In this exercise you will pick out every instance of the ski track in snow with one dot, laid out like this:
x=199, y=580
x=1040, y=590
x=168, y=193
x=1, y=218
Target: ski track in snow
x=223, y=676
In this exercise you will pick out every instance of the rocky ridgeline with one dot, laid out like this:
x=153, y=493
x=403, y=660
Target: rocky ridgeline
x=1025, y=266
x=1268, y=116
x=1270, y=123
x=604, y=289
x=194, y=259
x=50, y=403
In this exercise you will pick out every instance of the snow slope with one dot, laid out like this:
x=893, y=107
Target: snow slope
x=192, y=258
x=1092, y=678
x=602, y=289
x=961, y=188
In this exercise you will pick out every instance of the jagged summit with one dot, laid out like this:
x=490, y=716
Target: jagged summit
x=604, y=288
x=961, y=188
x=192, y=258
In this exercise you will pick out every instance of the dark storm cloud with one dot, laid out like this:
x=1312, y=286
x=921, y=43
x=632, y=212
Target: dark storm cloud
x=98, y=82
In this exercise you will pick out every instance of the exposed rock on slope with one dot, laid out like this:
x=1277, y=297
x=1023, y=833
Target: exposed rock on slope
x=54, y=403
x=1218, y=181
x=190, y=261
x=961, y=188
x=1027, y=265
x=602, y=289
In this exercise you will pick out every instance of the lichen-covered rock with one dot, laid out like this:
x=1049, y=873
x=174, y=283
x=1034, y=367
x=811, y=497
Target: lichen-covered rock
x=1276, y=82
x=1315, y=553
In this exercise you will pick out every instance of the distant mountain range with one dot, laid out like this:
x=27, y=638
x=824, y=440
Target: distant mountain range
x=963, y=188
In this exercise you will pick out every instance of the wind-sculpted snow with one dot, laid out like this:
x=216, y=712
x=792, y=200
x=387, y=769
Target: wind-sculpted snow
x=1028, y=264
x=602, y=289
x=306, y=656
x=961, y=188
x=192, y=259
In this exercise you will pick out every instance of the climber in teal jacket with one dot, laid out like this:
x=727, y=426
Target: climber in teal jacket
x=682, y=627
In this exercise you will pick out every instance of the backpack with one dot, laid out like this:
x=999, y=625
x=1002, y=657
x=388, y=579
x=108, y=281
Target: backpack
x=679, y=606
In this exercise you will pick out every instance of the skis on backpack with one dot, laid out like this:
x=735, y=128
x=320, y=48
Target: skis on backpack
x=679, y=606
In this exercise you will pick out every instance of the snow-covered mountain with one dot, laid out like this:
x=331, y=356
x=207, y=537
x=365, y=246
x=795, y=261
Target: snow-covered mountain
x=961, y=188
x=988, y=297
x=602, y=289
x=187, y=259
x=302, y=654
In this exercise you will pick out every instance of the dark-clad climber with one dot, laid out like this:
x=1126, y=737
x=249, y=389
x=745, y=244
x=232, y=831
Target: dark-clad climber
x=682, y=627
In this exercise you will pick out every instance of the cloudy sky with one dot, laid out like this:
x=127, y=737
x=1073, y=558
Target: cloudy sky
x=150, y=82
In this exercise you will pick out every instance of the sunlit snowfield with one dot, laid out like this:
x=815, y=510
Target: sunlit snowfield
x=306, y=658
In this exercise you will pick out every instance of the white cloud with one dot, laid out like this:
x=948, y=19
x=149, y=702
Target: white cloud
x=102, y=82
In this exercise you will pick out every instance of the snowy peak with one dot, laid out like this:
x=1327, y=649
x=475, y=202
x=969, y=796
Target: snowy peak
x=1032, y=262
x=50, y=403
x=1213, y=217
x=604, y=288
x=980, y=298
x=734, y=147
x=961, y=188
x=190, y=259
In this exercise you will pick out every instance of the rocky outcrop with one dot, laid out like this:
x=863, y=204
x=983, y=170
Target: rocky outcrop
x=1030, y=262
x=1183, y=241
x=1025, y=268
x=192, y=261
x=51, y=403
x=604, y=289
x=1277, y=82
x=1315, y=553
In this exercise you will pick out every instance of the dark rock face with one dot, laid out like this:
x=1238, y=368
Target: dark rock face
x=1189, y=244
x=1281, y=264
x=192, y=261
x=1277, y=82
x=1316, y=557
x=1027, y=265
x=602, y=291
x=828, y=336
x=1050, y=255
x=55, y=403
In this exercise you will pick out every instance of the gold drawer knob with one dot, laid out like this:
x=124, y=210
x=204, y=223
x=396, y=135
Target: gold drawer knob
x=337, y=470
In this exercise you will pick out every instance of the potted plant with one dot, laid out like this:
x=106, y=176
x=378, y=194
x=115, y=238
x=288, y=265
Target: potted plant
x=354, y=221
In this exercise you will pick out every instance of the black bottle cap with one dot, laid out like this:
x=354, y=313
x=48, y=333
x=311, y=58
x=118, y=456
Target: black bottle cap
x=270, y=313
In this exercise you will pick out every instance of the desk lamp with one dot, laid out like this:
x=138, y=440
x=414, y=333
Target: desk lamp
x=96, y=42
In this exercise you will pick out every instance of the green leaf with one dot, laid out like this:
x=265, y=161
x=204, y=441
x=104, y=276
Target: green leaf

*TAREA POR REALIZAR*.
Edite las líneas que van desde la que contiene "of the green" hasta el final de los ítems, ambas incluidas, y reemplace "green leaf" por "yellow leaf" sin modificar nada más. Presente únicamente esas líneas.

*RESPUESTA ESCRITA*.
In this exercise you will pick out every instance of the yellow leaf with one dot, laid out like this:
x=265, y=161
x=204, y=441
x=104, y=276
Target: yellow leaf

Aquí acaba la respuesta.